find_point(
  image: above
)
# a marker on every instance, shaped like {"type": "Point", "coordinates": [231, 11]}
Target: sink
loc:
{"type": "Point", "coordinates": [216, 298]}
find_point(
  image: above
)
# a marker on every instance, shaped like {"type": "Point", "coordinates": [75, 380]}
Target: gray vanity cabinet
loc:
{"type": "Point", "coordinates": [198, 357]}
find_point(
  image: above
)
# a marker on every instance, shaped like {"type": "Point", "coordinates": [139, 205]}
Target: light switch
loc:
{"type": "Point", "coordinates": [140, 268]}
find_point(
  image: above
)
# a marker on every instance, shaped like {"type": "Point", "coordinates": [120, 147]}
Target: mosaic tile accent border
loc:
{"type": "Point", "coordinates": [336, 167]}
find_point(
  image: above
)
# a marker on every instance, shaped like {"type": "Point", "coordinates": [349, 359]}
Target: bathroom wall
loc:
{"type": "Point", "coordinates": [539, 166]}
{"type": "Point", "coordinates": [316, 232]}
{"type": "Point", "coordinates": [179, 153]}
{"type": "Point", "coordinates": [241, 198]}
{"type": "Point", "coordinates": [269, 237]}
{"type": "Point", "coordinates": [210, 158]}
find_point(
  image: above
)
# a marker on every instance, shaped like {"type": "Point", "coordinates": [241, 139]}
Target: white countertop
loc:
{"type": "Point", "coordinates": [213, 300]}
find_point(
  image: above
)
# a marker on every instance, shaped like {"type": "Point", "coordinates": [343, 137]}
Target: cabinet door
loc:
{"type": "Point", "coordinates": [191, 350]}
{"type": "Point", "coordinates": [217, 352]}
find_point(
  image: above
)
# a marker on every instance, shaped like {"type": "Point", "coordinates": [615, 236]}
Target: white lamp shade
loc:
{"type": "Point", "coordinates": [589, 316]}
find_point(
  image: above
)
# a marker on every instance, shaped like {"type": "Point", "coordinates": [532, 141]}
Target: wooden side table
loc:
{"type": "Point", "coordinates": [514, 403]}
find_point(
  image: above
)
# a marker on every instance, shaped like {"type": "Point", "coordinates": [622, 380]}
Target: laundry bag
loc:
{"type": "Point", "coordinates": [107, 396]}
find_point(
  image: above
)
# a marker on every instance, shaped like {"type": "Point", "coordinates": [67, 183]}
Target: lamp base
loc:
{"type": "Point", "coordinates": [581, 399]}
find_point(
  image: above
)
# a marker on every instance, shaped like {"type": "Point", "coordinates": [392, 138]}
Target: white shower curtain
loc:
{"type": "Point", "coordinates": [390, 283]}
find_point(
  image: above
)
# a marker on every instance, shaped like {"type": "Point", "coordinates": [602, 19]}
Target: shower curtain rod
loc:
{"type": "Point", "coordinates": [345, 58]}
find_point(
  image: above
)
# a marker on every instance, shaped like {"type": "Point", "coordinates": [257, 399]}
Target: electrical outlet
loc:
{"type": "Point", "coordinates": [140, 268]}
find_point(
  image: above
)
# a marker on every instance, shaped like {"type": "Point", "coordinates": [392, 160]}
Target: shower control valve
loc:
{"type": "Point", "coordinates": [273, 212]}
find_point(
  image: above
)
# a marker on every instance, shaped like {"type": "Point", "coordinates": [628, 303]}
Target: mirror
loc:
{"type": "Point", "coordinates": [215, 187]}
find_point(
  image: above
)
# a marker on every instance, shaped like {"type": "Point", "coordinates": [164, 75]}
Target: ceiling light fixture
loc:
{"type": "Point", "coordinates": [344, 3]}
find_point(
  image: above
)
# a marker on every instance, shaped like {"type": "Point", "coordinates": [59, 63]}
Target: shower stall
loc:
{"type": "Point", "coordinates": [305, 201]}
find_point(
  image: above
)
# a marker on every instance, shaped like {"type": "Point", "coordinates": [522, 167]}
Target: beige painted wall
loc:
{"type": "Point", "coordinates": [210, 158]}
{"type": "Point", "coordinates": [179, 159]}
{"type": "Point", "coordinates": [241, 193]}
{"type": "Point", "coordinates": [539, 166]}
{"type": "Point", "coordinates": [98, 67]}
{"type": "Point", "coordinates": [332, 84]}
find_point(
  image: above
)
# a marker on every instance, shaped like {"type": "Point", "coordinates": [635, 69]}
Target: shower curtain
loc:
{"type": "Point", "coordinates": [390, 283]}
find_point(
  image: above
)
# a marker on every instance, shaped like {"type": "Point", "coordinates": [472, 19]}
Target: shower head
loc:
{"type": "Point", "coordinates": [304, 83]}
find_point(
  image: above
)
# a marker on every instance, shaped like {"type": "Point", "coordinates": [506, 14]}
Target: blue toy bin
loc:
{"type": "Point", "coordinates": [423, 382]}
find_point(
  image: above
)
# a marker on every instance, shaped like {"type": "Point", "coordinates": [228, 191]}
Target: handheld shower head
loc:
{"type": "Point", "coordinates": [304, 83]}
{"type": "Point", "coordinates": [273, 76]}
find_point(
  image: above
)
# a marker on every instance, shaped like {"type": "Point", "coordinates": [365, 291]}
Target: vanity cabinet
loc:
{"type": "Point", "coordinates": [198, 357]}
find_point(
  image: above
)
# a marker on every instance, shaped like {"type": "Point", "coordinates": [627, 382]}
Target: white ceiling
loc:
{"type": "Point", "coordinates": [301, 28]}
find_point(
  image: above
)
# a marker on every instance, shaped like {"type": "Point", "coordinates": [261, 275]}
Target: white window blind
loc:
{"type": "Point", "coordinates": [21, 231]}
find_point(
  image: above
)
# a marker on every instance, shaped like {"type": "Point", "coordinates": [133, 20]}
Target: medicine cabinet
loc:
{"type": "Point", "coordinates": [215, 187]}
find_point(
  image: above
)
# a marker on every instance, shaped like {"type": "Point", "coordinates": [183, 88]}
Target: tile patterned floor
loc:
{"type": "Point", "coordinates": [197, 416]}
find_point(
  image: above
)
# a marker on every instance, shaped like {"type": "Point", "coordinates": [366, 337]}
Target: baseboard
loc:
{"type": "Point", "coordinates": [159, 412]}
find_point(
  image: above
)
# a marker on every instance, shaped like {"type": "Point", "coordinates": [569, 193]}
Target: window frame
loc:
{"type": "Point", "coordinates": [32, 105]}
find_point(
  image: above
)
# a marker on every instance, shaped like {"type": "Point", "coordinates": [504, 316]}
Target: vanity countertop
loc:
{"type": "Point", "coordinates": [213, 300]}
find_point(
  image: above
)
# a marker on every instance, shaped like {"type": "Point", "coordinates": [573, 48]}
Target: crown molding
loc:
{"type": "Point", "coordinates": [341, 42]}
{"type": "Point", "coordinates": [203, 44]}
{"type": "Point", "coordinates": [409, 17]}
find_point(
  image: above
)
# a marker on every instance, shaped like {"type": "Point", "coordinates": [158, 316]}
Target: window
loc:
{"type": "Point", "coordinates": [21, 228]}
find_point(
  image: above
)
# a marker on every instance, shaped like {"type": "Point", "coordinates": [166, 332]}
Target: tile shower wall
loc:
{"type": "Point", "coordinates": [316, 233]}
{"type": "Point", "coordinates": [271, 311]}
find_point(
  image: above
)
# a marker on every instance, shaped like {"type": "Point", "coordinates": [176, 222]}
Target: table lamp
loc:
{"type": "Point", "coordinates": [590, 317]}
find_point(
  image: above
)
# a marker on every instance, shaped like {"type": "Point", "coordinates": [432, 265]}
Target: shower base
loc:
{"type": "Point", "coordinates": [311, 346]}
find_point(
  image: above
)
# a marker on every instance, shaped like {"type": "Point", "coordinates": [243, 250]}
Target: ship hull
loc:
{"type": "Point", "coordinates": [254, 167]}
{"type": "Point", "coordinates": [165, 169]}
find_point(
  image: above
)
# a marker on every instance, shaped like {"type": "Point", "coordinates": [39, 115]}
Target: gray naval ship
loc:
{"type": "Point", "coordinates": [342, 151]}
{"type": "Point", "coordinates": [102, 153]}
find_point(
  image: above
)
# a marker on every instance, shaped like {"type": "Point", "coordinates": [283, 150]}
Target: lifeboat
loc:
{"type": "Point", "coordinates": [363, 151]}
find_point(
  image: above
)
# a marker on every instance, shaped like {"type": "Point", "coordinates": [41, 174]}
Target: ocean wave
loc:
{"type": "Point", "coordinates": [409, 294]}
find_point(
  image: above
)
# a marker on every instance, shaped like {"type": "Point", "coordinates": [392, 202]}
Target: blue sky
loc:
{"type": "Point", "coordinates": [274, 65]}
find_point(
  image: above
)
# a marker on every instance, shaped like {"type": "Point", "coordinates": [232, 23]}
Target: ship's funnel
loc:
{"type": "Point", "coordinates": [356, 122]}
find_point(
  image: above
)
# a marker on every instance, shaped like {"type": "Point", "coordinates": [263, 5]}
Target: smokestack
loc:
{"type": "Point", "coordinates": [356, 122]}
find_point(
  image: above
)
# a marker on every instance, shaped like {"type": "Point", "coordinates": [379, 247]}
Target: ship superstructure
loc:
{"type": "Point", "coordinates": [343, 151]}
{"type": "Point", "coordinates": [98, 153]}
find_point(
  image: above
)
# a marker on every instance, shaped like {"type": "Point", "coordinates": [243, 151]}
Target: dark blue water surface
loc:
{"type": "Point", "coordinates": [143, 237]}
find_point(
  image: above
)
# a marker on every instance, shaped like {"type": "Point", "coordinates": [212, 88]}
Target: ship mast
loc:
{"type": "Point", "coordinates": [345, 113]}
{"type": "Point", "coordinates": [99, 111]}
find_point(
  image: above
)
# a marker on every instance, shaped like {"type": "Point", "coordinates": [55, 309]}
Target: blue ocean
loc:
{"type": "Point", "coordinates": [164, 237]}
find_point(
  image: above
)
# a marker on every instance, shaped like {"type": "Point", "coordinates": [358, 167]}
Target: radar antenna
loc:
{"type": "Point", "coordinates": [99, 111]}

● ● ●

> **GOAL OF THE EXERCISE**
Identify every row above that contains the string "table", and copy each of those rows in full. Uppercase and lowercase letters count as different.

> **TASK ANSWER**
Target: wooden side table
Target: table lamp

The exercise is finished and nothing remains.